==== Data for processing

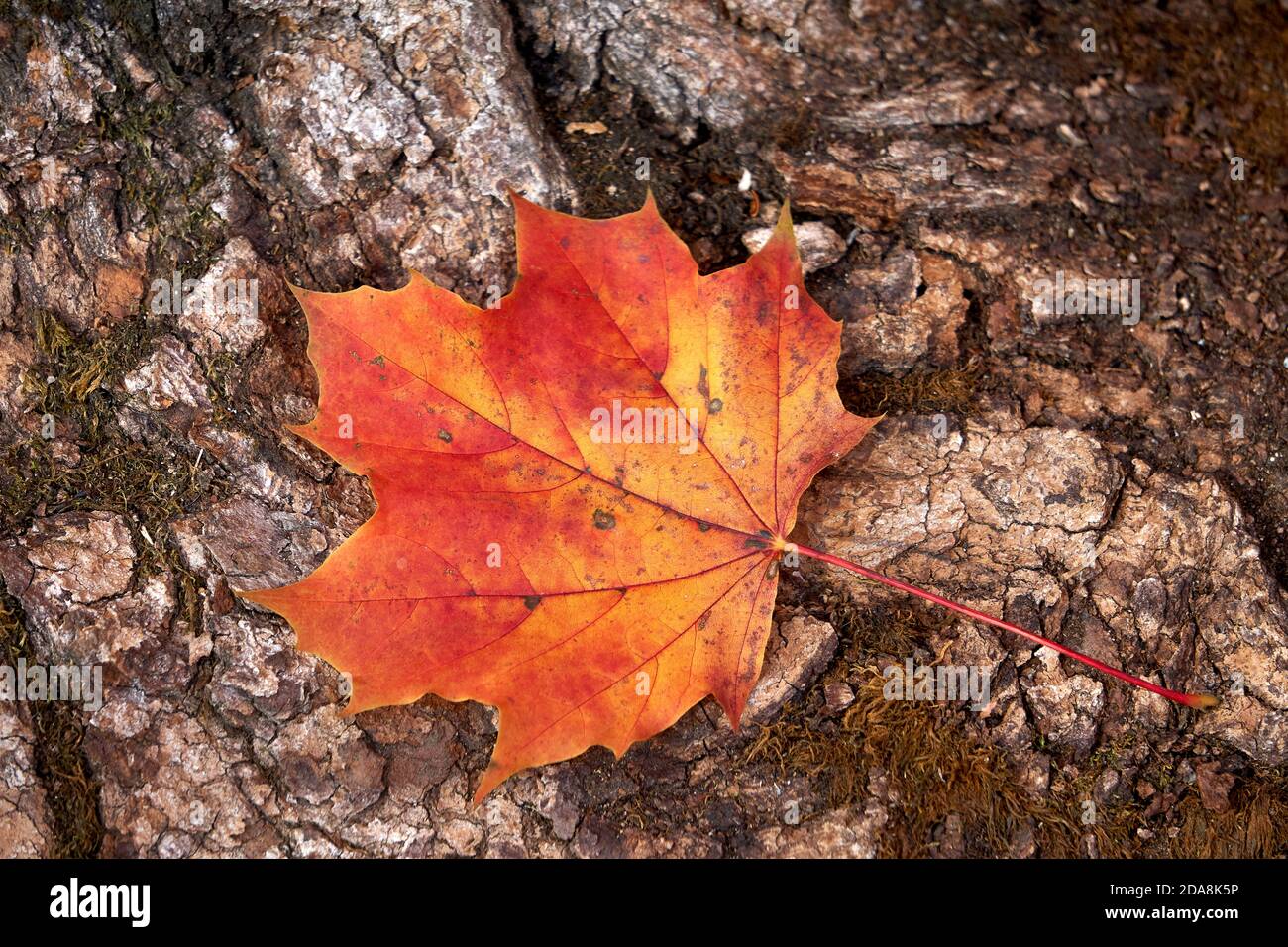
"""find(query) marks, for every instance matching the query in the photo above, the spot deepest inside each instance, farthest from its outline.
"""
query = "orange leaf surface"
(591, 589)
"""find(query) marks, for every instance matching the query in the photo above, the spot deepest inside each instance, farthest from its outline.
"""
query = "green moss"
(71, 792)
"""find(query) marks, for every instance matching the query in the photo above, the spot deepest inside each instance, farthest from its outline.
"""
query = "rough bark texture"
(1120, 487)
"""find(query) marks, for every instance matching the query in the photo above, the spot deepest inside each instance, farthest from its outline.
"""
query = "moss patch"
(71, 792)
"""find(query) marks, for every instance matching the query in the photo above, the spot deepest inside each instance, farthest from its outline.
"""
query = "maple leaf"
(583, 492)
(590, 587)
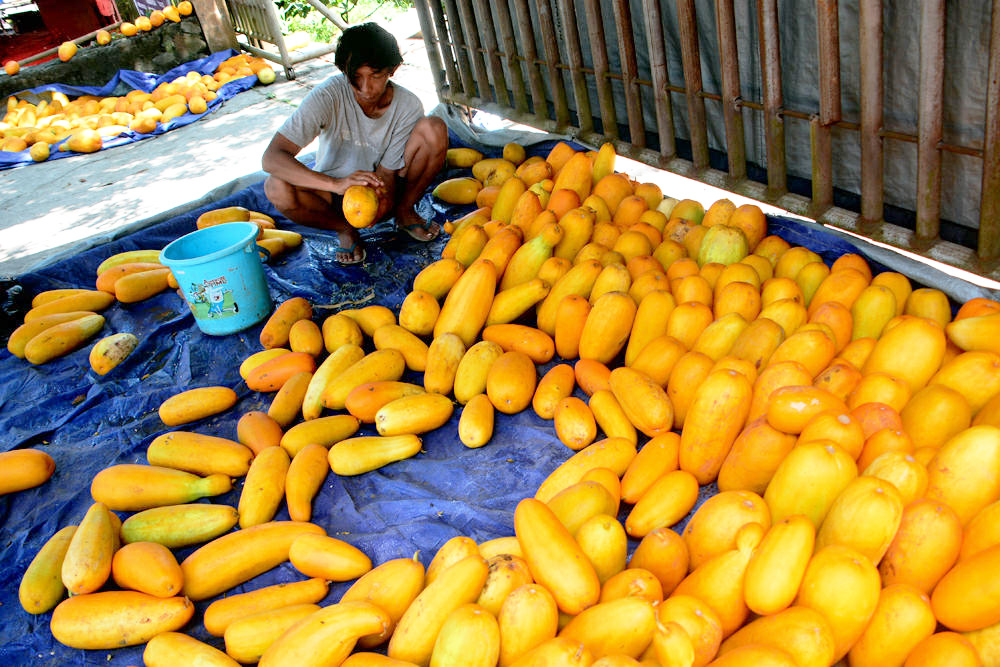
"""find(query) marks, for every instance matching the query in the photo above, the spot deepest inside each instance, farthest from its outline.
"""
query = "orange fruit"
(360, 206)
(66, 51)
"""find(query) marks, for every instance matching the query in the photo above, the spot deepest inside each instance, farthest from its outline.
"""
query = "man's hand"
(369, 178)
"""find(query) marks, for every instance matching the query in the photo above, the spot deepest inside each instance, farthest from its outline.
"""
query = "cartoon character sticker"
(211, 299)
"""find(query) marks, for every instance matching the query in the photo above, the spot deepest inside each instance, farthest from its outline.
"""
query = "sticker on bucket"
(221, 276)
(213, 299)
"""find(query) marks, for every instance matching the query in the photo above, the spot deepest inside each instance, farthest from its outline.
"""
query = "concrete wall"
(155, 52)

========
==== Data for processing

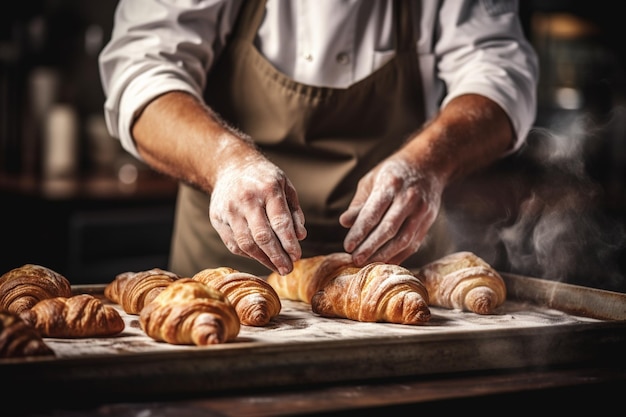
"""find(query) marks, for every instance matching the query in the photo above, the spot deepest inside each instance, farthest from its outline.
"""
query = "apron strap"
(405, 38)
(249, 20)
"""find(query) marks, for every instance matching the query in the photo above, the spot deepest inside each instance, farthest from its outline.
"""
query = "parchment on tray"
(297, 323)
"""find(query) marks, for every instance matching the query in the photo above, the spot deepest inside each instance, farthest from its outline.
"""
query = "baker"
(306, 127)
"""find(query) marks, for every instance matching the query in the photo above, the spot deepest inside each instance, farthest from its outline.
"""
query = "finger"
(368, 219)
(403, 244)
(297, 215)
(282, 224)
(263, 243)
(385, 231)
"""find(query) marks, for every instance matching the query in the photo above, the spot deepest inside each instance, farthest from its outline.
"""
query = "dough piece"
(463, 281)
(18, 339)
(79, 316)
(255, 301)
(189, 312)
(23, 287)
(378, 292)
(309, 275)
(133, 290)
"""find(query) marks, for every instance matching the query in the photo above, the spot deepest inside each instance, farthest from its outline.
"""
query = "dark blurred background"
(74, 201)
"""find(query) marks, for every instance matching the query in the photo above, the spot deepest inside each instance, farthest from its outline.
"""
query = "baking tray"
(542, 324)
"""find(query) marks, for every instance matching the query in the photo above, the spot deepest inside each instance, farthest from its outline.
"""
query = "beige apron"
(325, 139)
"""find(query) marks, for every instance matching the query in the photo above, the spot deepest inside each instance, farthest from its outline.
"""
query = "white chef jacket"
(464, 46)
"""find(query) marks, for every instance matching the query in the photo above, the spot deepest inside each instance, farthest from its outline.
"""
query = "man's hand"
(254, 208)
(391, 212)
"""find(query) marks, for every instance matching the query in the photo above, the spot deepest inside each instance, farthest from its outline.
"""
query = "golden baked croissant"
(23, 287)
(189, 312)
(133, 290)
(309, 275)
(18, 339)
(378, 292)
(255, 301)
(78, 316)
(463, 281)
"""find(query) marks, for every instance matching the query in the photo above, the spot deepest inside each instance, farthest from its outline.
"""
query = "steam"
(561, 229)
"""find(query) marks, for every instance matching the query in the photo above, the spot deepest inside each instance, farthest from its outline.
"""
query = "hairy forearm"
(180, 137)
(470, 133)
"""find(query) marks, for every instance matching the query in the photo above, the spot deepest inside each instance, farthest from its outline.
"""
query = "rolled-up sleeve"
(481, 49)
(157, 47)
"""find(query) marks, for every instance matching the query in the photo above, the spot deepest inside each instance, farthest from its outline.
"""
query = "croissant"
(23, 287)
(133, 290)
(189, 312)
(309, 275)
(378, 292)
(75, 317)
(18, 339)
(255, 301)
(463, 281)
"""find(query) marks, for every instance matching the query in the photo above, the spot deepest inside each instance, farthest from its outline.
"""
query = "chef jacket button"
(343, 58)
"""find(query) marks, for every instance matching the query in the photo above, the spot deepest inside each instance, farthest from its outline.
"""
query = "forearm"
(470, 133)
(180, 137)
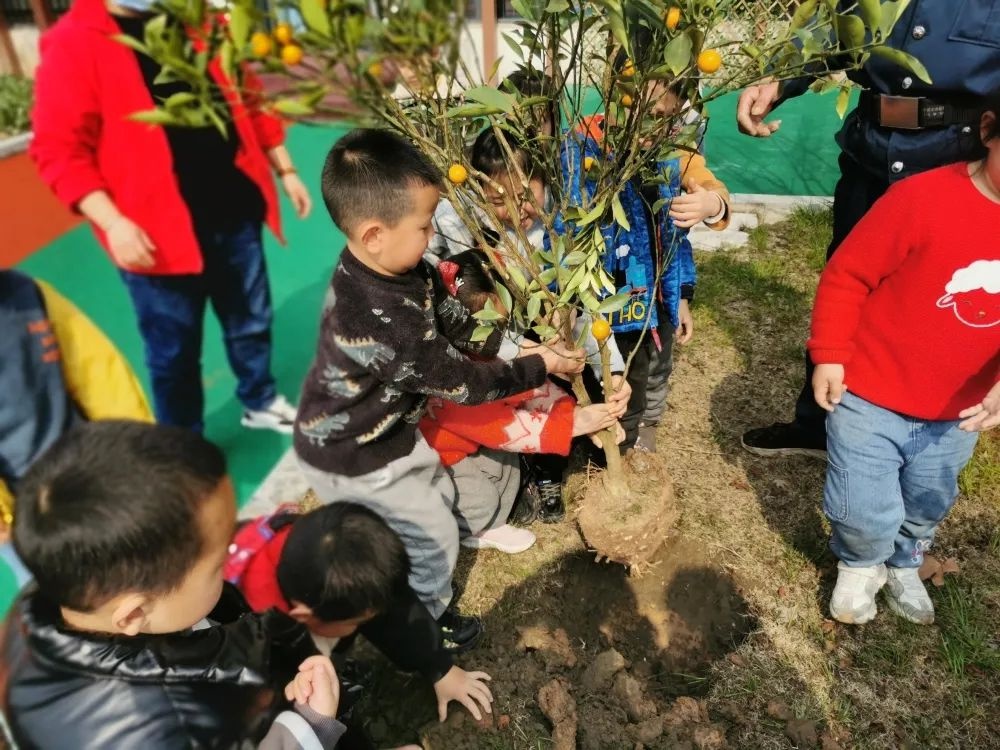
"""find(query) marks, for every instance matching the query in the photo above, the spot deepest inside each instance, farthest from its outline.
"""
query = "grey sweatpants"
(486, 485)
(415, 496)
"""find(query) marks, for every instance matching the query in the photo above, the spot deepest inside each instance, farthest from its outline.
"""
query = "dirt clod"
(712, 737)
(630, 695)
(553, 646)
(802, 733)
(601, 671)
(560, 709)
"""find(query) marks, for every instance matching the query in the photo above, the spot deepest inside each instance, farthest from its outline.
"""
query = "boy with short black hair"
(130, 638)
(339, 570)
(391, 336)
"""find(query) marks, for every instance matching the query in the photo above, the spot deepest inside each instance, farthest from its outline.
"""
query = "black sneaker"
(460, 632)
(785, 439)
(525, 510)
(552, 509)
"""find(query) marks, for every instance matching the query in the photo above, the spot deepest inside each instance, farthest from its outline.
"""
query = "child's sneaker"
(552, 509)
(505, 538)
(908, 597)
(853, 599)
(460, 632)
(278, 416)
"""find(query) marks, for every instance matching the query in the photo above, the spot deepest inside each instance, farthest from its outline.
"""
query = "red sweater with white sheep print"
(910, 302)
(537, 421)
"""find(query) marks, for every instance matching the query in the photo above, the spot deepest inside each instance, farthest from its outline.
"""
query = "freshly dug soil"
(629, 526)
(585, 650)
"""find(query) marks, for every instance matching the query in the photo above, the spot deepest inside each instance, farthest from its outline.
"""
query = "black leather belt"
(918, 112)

========

Locate each line of the listing above that contains the string "sneaker" and copy those lines. Case counts, so capitalization must match.

- Exercise solution
query = "black sneaker"
query = "child's sneaker"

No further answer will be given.